> **PROBLEM DESCRIPTION**:
Copy every one of the following lines with no changes.

> **Extracted lines**:
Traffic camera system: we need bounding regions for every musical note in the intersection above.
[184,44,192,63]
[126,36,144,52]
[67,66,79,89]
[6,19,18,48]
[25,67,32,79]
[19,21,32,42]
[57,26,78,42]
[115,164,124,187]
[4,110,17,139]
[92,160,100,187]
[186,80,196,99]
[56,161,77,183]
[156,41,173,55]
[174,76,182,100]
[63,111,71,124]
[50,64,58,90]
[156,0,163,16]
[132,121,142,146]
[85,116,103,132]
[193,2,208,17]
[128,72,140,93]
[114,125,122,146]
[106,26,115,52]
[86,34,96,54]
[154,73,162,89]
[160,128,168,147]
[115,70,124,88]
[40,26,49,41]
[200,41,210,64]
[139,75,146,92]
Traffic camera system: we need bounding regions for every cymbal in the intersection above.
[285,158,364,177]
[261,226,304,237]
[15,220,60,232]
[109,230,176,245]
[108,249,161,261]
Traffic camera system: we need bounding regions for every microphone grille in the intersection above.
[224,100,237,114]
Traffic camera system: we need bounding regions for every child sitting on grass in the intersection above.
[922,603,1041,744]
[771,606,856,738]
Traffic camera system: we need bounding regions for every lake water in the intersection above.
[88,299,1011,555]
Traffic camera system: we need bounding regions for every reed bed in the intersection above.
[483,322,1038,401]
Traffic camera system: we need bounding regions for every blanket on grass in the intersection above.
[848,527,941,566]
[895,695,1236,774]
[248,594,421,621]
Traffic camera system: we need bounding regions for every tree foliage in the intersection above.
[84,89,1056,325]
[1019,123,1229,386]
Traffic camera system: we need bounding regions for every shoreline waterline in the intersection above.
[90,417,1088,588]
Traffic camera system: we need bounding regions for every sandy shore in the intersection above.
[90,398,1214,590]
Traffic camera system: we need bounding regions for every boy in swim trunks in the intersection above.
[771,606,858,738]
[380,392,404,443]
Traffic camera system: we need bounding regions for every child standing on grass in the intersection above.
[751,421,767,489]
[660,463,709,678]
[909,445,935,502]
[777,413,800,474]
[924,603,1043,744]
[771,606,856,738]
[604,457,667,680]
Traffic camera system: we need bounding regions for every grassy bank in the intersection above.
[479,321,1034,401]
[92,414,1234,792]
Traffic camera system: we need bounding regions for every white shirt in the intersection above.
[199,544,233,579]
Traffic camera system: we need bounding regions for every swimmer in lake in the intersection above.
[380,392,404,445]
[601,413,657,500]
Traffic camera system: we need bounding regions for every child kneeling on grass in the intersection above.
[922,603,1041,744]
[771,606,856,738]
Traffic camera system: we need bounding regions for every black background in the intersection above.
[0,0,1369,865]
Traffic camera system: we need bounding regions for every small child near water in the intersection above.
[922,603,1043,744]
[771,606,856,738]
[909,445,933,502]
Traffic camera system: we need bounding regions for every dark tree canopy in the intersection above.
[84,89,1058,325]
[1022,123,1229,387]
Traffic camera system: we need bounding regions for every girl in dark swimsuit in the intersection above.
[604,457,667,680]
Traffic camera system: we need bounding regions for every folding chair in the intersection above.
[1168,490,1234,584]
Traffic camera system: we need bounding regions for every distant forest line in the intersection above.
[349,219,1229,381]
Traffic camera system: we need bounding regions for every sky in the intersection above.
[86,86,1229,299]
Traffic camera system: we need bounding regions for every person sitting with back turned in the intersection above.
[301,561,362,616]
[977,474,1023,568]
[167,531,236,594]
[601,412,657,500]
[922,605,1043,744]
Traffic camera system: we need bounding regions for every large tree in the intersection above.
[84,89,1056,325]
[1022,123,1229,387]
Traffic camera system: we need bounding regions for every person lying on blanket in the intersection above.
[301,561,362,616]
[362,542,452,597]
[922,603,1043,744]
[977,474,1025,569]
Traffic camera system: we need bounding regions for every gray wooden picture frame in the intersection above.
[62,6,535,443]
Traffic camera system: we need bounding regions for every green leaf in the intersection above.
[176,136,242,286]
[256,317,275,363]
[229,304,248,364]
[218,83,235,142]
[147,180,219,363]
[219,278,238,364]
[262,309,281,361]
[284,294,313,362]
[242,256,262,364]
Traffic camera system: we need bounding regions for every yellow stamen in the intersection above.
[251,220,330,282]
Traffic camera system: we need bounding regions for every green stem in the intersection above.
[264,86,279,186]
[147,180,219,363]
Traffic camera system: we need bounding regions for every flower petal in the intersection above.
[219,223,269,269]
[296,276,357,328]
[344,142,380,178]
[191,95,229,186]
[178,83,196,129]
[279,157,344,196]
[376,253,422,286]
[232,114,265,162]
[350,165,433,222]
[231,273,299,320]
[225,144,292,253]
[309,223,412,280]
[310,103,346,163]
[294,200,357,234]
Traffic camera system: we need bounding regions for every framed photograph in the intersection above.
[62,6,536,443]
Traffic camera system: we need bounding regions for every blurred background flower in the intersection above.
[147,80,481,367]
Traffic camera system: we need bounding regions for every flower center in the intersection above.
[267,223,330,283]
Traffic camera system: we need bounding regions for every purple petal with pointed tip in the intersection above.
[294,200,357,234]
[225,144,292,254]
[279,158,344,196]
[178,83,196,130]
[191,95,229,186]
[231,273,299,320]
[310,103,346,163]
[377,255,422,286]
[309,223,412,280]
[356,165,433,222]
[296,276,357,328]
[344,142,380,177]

> **RESULT FOR THIS TASK**:
Traffic camera system: we need bounding regions for every musical note in the intersection above.
[184,44,192,63]
[126,36,144,52]
[67,66,79,89]
[6,19,18,48]
[25,67,32,79]
[19,21,32,42]
[57,26,78,42]
[115,164,124,187]
[4,110,17,139]
[92,160,100,187]
[186,80,196,99]
[56,161,77,183]
[156,41,173,55]
[174,76,182,100]
[63,111,71,124]
[50,64,58,90]
[156,0,163,16]
[132,121,142,146]
[85,116,103,132]
[193,2,208,17]
[128,72,140,93]
[114,125,122,146]
[106,26,115,52]
[86,34,96,54]
[154,73,162,89]
[160,128,168,147]
[115,70,124,88]
[40,26,49,41]
[200,41,210,64]
[139,75,146,92]
Traffic camera system: we need bounding regions for every cymbal in the intersection above.
[285,158,364,177]
[261,226,304,237]
[15,220,60,232]
[109,230,176,245]
[108,249,161,261]
Traffic camera system: we need bounding regions for every microphone grille in the intersection above.
[224,100,237,114]
Traffic camera system: we need bounding regions for every child sitting on grass in the intersection above.
[922,603,1041,744]
[771,606,856,738]
Traffic camera system: we need bounding regions for every lake water in the intersection above.
[88,299,1011,555]
Traffic camera system: we need bounding regions for every reed bed in the intersection above.
[483,322,1038,401]
Traffic camera system: we need bounding regions for every blanket on grass in the intersection above.
[848,527,941,566]
[895,695,1236,774]
[248,594,421,621]
Traffic camera system: we need bounding regions for every tree foliage in the intersection above.
[84,89,1056,325]
[1019,123,1229,386]
Traffic camera system: we need bounding regions for every shoreline waterline in the intersection above.
[90,417,1088,588]
Traffic camera system: we need bounding regions for every sandy shore in the intersection above.
[90,398,1214,590]
Traffic camera system: we need bounding regions for every boy in swim trunks in the intersection above.
[771,606,858,738]
[380,392,404,443]
Traffic camera system: we need bounding regions for every child standing on grass in the intersection above.
[751,421,767,489]
[660,463,709,678]
[909,445,935,502]
[777,413,800,474]
[924,603,1043,744]
[771,606,856,738]
[604,457,667,680]
Traffic camera system: we need bounding regions for every grassy bank in the intersection above.
[479,321,1034,401]
[92,414,1234,792]
Traffic camera system: we need bounding regions for every white shirt in the intersection above.
[199,544,233,579]
Traffic camera system: we need bounding regions for every swimmer in lake in the intersection above.
[380,392,404,445]
[601,413,657,500]
Traffic camera system: we need bounding regions for every child kneeling on grass in the intersection above.
[922,603,1041,744]
[771,606,856,738]
Traffic camera system: we need bounding regions for every black background in the intersection above.
[0,0,1369,865]
Traffic camera system: we need bounding regions for every small child near water in the intersection above.
[922,603,1043,744]
[771,606,856,738]
[909,445,933,502]
Traffic camera system: we need bounding regions for every dark tree canopy in the intersection above.
[84,89,1058,325]
[1022,123,1229,387]
Traffic camera system: we need bounding regions for every girl in dark swimsuit in the intersection above.
[604,457,667,680]
Traffic camera system: we need bounding regions for every folding chair in the intersection above.
[1168,490,1234,584]
Traffic camera system: we need bounding regions for every distant forest line in the intersection above.
[349,219,1229,381]
Traffic camera system: we need bounding regions for every sky in the intersection above.
[86,86,1229,299]
Traffic camera system: we need bounding regions for every person sitting with back turned in the intersection above.
[301,561,362,616]
[977,474,1023,568]
[167,531,236,594]
[601,412,657,500]
[922,605,1043,744]
Traffic camera system: we need bounding regions for every large tree in the intersection above.
[84,89,1056,325]
[1022,123,1229,387]
Traffic camera system: we need bounding regions for every person lying on blanket in the intersection above.
[301,561,362,616]
[362,542,452,597]
[922,603,1043,744]
[977,474,1025,569]
Traffic camera system: we need bounding regions for every gray wooden picture frame in the intersection above.
[62,6,535,443]
Traffic camera system: we need bounding regions for every green leaf in the intersection above.
[176,136,242,286]
[256,317,275,363]
[229,304,248,364]
[218,83,235,142]
[147,180,219,363]
[219,278,238,364]
[262,309,281,361]
[284,294,313,362]
[242,256,262,364]
Traffic camera system: we need bounding regions for every yellow stamen in the intersection above.
[251,220,330,282]
Traffic camera system: we need bounding regions for every green stem in the intersection above.
[264,86,279,186]
[147,180,219,363]
Traffic camera system: we need bounding regions for every flower petal in the intersection above.
[219,223,269,269]
[296,276,357,328]
[344,142,380,178]
[191,95,229,186]
[178,83,196,129]
[279,157,344,196]
[376,253,422,286]
[232,114,265,162]
[350,165,433,222]
[231,273,299,320]
[225,144,292,253]
[309,223,412,280]
[310,103,346,163]
[294,200,357,234]
Traffic camera system: we need bounding regions for every framed photograph in the intersection above.
[62,6,536,443]
Traffic camera system: we need bounding regions for every blurred background flower in the intersection above.
[147,80,481,367]
Traffic camera system: we need bounding regions for every flower center in the intersection above.
[267,223,330,283]
Traffic camera system: we need bounding regions for every purple petal with pointed tip in the intersection above.
[294,200,357,234]
[225,144,292,254]
[279,158,344,196]
[178,83,196,130]
[191,95,229,186]
[231,273,299,320]
[310,103,346,163]
[377,255,422,286]
[309,223,412,280]
[356,165,433,222]
[296,276,357,328]
[344,142,380,177]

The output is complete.